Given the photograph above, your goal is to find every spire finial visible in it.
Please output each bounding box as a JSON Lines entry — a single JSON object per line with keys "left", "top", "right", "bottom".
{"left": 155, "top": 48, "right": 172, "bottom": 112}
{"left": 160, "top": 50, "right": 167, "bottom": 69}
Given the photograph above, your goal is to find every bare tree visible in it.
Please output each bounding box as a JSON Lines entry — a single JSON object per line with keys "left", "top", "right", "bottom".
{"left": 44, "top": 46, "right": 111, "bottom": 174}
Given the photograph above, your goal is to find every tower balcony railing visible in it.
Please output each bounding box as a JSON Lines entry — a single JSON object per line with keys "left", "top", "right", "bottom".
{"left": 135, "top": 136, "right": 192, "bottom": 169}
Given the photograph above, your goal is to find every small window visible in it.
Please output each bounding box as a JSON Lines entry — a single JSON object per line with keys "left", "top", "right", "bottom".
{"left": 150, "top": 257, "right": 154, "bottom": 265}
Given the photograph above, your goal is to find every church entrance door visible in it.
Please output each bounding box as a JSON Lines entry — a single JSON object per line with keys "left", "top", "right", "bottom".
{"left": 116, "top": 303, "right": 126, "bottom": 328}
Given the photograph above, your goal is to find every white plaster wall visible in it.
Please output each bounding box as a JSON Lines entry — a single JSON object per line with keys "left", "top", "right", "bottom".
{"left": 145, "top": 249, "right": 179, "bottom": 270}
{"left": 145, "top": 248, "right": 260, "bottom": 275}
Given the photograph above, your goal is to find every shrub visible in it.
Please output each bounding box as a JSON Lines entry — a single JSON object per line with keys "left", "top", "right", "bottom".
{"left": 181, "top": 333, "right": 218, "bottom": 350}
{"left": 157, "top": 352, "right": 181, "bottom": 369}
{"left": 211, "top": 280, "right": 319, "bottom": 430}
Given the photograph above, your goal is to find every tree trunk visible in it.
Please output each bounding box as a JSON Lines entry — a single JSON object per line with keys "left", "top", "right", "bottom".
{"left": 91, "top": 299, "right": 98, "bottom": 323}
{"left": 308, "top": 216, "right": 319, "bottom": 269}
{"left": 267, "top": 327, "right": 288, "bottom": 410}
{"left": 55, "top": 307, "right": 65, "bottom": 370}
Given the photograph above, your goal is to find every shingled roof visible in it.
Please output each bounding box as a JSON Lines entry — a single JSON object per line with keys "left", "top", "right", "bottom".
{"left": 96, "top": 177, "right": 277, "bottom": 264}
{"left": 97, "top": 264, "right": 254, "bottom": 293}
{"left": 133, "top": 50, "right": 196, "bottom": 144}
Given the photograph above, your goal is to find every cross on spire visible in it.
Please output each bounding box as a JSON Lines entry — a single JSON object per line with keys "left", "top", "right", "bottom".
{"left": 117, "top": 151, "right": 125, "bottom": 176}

################

ABOUT THIS EXERCISE:
Copy the lines above, please. Keep them exact.

TASK RESULT:
Given the photograph above, your goal is to find every spire finial visible in it.
Please output each bounding box as a JSON Lines entry — a single JSON object per line with keys "left", "top", "right", "bottom".
{"left": 155, "top": 48, "right": 172, "bottom": 112}
{"left": 160, "top": 50, "right": 167, "bottom": 69}
Given the photograph above, your goal is to find every bare tree visible in it.
Please output each bounding box as a JSON Lines entry — a single JSON object per line with keys "left", "top", "right", "bottom".
{"left": 44, "top": 46, "right": 111, "bottom": 174}
Given the photograph above, your goal is to find every tower balcony railing visible in it.
Please output each bounding box as a JSON Lines entry — a single JSON object per line with keys "left", "top", "right", "bottom".
{"left": 135, "top": 136, "right": 192, "bottom": 169}
Given the photograph above, your goal is to find every small window visible in it.
Please output each bounding box as a JSON Lines entry — a single JSON object per line with keys "left", "top", "right", "bottom".
{"left": 150, "top": 257, "right": 154, "bottom": 265}
Given the photograph above, your goal is to find every church entrance door visible in it.
Please output each bounding box as a JSON Lines entry — a single JSON object per line with keys "left", "top", "right", "bottom".
{"left": 116, "top": 303, "right": 126, "bottom": 328}
Given the photograph above, your goal is to find every white plaster wall visible in it.
Please output each bounding box as a JSON Lines entry — a single JSON object per line with keys "left", "top", "right", "bottom".
{"left": 145, "top": 249, "right": 179, "bottom": 270}
{"left": 145, "top": 248, "right": 260, "bottom": 275}
Given the photograph above, your goal is to find every shrub visible in it.
Please output each bounding box as a JSON Lines entry — a single JSON object per line with keys "left", "top", "right", "bottom".
{"left": 181, "top": 333, "right": 218, "bottom": 350}
{"left": 157, "top": 352, "right": 181, "bottom": 369}
{"left": 211, "top": 280, "right": 319, "bottom": 430}
Given the photograph above, your goal is to find every tree trunk visible in it.
Please output each bounding box as a JSON Lines entry — a single JSON object per line with keys "left", "top", "right", "bottom".
{"left": 91, "top": 299, "right": 98, "bottom": 323}
{"left": 308, "top": 216, "right": 319, "bottom": 269}
{"left": 267, "top": 327, "right": 288, "bottom": 410}
{"left": 55, "top": 307, "right": 65, "bottom": 370}
Given the photograph above, your goal is to find every shingled roof visible in it.
Please output each bounding box as a JSON Lines entry — a single JSON object per line with keys "left", "top", "right", "bottom".
{"left": 96, "top": 177, "right": 277, "bottom": 264}
{"left": 97, "top": 264, "right": 254, "bottom": 293}
{"left": 133, "top": 50, "right": 196, "bottom": 144}
Given the photograph above, your goal is to find every cross on spire visible in it.
Please output each bounding box as a JSON Lines entry — a single JSON object per line with keys "left", "top", "right", "bottom".
{"left": 117, "top": 151, "right": 125, "bottom": 176}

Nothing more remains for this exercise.